(PROBLEM DETAILS):
Copy every one of the following items word for word.

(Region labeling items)

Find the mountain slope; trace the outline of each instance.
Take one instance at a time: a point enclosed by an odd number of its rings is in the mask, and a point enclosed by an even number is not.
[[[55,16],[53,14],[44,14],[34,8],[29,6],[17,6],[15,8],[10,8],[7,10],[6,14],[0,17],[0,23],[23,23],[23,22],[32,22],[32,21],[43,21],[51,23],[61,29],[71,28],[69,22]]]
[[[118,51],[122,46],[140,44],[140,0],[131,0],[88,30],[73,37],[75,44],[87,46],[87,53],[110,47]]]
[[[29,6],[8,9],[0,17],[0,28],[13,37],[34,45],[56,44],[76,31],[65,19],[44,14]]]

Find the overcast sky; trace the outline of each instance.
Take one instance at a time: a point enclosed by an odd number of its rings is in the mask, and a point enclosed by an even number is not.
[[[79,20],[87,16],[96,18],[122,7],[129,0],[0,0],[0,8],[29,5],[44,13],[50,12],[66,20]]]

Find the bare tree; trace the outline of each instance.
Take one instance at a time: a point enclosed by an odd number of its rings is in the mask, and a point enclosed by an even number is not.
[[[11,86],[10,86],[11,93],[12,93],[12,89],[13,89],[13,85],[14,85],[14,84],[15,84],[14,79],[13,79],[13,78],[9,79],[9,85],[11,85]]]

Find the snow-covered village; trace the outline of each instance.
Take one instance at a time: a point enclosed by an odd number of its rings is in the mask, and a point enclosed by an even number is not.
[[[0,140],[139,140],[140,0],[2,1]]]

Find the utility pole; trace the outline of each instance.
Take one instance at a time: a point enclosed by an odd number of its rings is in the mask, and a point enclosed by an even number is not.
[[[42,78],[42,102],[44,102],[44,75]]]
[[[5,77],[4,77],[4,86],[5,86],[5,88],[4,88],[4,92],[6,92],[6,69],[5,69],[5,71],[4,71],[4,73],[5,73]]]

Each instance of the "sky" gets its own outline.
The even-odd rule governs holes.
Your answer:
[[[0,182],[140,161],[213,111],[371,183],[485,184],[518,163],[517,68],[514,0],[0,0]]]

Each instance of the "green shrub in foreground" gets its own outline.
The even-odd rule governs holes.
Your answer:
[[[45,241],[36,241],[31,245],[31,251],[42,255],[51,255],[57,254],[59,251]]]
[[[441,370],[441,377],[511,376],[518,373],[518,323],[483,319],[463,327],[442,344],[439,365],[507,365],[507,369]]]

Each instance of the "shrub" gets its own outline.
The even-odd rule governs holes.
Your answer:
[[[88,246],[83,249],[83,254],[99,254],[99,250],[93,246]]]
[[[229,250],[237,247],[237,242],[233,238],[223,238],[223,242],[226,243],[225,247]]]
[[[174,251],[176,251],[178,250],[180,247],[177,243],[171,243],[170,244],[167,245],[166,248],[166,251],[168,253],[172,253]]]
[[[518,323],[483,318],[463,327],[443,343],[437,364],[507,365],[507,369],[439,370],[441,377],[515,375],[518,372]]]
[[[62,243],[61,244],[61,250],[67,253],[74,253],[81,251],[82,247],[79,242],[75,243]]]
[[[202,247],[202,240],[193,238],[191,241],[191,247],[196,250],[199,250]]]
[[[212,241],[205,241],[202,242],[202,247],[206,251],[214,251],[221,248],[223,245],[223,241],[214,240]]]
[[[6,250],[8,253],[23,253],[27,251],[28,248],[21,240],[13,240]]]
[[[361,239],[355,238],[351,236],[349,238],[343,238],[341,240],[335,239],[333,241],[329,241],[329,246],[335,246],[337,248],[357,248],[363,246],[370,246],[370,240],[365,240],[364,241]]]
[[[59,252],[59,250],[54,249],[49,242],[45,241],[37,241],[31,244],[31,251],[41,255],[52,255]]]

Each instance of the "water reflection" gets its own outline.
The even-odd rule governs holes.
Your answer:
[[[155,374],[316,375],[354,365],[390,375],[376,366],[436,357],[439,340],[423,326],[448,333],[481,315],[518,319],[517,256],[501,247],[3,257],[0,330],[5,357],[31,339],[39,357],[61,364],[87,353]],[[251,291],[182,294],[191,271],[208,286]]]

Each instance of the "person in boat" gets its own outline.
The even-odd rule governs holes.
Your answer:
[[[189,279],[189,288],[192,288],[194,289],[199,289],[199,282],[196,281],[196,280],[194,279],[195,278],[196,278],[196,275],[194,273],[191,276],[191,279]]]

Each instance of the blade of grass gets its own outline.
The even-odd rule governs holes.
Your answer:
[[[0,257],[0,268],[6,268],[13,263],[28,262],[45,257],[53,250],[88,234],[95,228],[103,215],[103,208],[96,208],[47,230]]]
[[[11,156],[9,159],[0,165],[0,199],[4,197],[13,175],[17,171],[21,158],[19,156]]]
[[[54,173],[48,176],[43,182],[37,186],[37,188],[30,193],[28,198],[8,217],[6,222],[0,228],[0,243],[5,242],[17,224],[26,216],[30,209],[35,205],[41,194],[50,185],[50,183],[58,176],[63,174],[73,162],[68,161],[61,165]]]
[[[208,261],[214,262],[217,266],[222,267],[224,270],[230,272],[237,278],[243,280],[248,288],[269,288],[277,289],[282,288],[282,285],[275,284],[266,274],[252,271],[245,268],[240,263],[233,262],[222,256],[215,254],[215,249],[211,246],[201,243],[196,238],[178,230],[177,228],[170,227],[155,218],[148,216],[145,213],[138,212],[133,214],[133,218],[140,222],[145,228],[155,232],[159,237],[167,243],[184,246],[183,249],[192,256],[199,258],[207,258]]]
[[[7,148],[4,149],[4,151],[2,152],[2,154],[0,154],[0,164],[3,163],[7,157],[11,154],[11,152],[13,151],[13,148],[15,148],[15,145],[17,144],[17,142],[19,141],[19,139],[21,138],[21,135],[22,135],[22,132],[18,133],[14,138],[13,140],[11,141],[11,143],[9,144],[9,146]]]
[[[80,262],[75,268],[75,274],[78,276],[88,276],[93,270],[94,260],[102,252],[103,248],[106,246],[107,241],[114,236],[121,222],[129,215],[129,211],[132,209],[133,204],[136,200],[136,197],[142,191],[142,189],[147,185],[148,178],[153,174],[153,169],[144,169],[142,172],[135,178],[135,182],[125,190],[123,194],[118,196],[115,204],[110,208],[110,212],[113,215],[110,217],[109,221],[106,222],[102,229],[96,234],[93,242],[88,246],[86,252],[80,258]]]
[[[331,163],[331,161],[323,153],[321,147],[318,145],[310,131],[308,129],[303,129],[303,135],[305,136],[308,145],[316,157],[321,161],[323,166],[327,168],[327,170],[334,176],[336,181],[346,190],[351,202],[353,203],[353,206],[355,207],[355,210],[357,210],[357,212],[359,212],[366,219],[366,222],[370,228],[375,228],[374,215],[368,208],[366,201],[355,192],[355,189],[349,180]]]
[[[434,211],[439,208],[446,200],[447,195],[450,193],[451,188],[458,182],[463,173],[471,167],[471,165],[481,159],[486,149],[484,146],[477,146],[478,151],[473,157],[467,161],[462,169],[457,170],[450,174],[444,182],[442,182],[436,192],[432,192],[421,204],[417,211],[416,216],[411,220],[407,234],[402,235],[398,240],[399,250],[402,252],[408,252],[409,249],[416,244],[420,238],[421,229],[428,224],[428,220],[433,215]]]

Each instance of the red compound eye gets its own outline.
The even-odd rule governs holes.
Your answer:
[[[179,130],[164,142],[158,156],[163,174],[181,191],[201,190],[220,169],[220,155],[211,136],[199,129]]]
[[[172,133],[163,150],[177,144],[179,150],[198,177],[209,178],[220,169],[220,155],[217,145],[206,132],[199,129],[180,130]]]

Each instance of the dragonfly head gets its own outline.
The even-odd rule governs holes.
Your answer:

(SOLUTION TO THIS TASK):
Find the mountain slope; trace the outline of each instance.
Take one instance at a time: a point enclosed by an odd number of its rings is in the mask, and a point enclosed by an even number is not.
[[[55,16],[53,14],[44,14],[34,8],[29,6],[17,6],[15,8],[10,8],[7,10],[6,14],[0,17],[0,23],[23,23],[23,22],[32,22],[32,21],[43,21],[51,23],[61,29],[71,28],[69,22]]]
[[[118,51],[122,46],[140,44],[140,0],[131,0],[88,30],[73,37],[75,44],[87,46],[87,53],[110,47]]]
[[[29,6],[8,9],[0,17],[0,28],[13,37],[34,45],[56,44],[76,31],[65,19],[44,14]]]

Find the overcast sky; trace the outline of each instance.
Take one instance at a time: a point enclosed by an odd number of its rings is in the mask, and a point enclosed by an even number is not.
[[[79,20],[87,16],[96,18],[122,7],[129,0],[0,0],[0,8],[29,5],[44,13],[50,12],[66,20]]]

Find the bare tree; trace the outline of each instance.
Take one instance at a time: a point enclosed by an odd number of its rings is in the mask, and a point enclosed by an even number is not.
[[[11,86],[10,86],[11,93],[12,93],[12,89],[13,89],[13,85],[14,85],[14,84],[15,84],[14,79],[13,79],[13,78],[9,79],[9,85],[11,85]]]

Find the snow-covered village; trace the outline of each instance.
Take one instance at a time: a point enclosed by an odd number of its rings is in the mask, and a point enclosed by an even number is not.
[[[0,140],[139,140],[140,0],[2,1]]]

Find the utility pole; trace the outline of each instance.
Take one instance at a time: a point enclosed by an odd number of its rings is in the mask, and a point enclosed by an even number is not.
[[[42,78],[42,102],[44,102],[44,75]]]
[[[5,77],[4,77],[4,86],[5,86],[5,88],[4,88],[4,92],[6,92],[6,69],[5,69],[5,71],[4,71],[4,73],[5,73]]]

Each instance of the "sky" gets its own outline.
The even-odd rule governs holes.
Your answer:
[[[0,182],[140,161],[213,111],[371,183],[485,184],[518,163],[517,68],[514,0],[0,0]]]

Each instance of the "green shrub in foreground" gets its own outline.
The even-odd rule governs holes.
Your answer:
[[[45,241],[36,241],[31,245],[31,251],[42,255],[51,255],[57,254],[59,251]]]
[[[441,370],[441,377],[511,376],[518,373],[518,323],[483,319],[463,327],[442,344],[439,365],[507,365],[507,369]]]

Each instance of the "shrub" gets its own outline.
The even-odd rule governs holes.
Your answer:
[[[88,246],[83,249],[83,254],[99,254],[99,250],[93,246]]]
[[[229,250],[237,247],[237,242],[233,238],[223,238],[223,242],[226,243],[225,247]]]
[[[174,251],[176,251],[178,250],[180,247],[177,243],[171,243],[170,244],[167,245],[166,248],[166,251],[168,253],[172,253]]]
[[[518,323],[483,318],[463,327],[443,343],[437,364],[507,365],[507,369],[439,370],[441,377],[515,375],[518,372]]]
[[[62,243],[61,244],[61,250],[67,253],[74,253],[81,251],[82,247],[79,242],[75,243]]]
[[[202,247],[202,240],[193,238],[191,241],[191,247],[196,250],[199,250]]]
[[[212,241],[205,241],[202,242],[202,247],[206,251],[214,251],[221,248],[223,245],[223,241],[214,240]]]
[[[6,250],[8,253],[23,253],[27,251],[28,248],[21,240],[13,240]]]
[[[361,239],[355,238],[351,236],[349,238],[343,238],[341,240],[335,239],[333,241],[329,241],[329,246],[335,246],[337,248],[357,248],[363,246],[370,246],[370,240],[365,240],[364,241]]]
[[[59,252],[59,250],[54,249],[49,242],[45,241],[37,241],[31,244],[31,251],[41,255],[52,255]]]

Each instance of the "water reflection" gets its own outline.
The even-odd rule governs holes.
Your answer:
[[[155,374],[316,375],[354,365],[390,375],[376,366],[436,357],[439,340],[423,326],[448,333],[481,315],[518,319],[517,256],[501,247],[3,257],[0,330],[5,357],[31,339],[39,357],[61,364],[87,353]],[[251,291],[182,294],[191,271],[208,286]]]

Each instance of the "person in boat" gets its own outline.
The even-odd rule governs holes.
Your answer:
[[[189,279],[189,288],[192,288],[194,289],[199,289],[199,282],[196,281],[196,280],[194,279],[195,278],[196,278],[196,275],[194,273],[191,276],[191,279]]]

Each instance of the blade of grass gets its own outline.
The even-odd rule governs holes.
Your answer:
[[[0,257],[0,268],[6,268],[13,263],[28,262],[45,257],[53,250],[88,234],[95,228],[103,215],[103,208],[96,208],[47,230]]]
[[[11,156],[9,159],[0,165],[0,199],[4,197],[13,175],[17,171],[21,158],[19,156]]]
[[[54,173],[48,176],[43,182],[37,186],[37,188],[30,193],[28,198],[8,217],[6,222],[0,228],[0,243],[5,242],[17,224],[26,216],[30,209],[35,205],[41,194],[50,185],[50,183],[58,176],[63,174],[73,162],[68,161],[61,165]]]
[[[208,261],[214,262],[217,266],[222,267],[224,270],[230,272],[237,278],[243,280],[248,288],[269,288],[277,289],[282,288],[282,285],[275,284],[266,274],[252,271],[245,268],[240,263],[233,262],[222,256],[215,254],[215,249],[211,246],[201,243],[196,238],[178,230],[177,228],[170,227],[155,218],[148,216],[145,213],[138,212],[133,214],[133,218],[140,222],[145,228],[155,232],[159,237],[167,243],[184,246],[183,249],[192,256],[199,258],[207,258]]]
[[[7,148],[4,149],[4,151],[2,152],[2,154],[0,154],[0,164],[3,163],[7,157],[11,154],[11,152],[13,151],[13,148],[15,148],[15,145],[17,144],[17,142],[19,141],[19,139],[21,138],[21,135],[22,135],[22,132],[18,133],[14,138],[13,140],[11,141],[11,143],[9,144],[9,146]]]
[[[80,262],[75,268],[75,274],[78,276],[88,276],[93,270],[94,260],[102,252],[103,248],[106,246],[107,241],[114,236],[121,222],[129,215],[129,211],[132,209],[133,204],[136,200],[136,197],[142,191],[142,189],[147,185],[148,178],[153,174],[153,169],[144,169],[142,172],[135,178],[135,182],[125,190],[123,194],[118,196],[115,204],[110,208],[110,212],[113,215],[110,217],[109,221],[106,222],[102,229],[96,234],[93,242],[88,246],[86,252],[80,258]]]
[[[331,163],[331,161],[323,153],[321,147],[318,145],[310,131],[308,129],[303,129],[303,135],[305,136],[308,145],[316,157],[321,161],[323,166],[327,168],[327,170],[334,176],[336,181],[346,190],[351,202],[353,203],[353,206],[355,207],[355,210],[357,210],[357,212],[359,212],[366,219],[366,222],[370,228],[375,228],[374,215],[368,208],[366,201],[355,192],[355,189],[349,180]]]
[[[434,211],[439,208],[446,200],[447,195],[450,193],[451,188],[458,182],[463,173],[471,167],[471,165],[481,159],[486,149],[484,146],[477,146],[478,151],[473,157],[467,161],[462,169],[457,170],[450,174],[444,182],[442,182],[436,192],[432,192],[421,204],[417,211],[416,216],[411,220],[407,234],[402,235],[398,240],[399,250],[402,252],[408,252],[409,249],[416,244],[420,238],[421,229],[428,224],[428,220],[433,215]]]

Each instance of the red compound eye gets its own outline.
The even-odd rule governs holes.
Your answer:
[[[179,130],[164,142],[158,156],[163,174],[181,191],[201,190],[220,169],[220,155],[211,136],[199,129]]]
[[[172,133],[163,150],[177,144],[179,150],[198,177],[209,178],[220,169],[220,155],[217,145],[206,132],[199,129],[180,130]]]

Each instance of the dragonfly head gets its own outline.
The even-odd rule governs holes.
Your answer:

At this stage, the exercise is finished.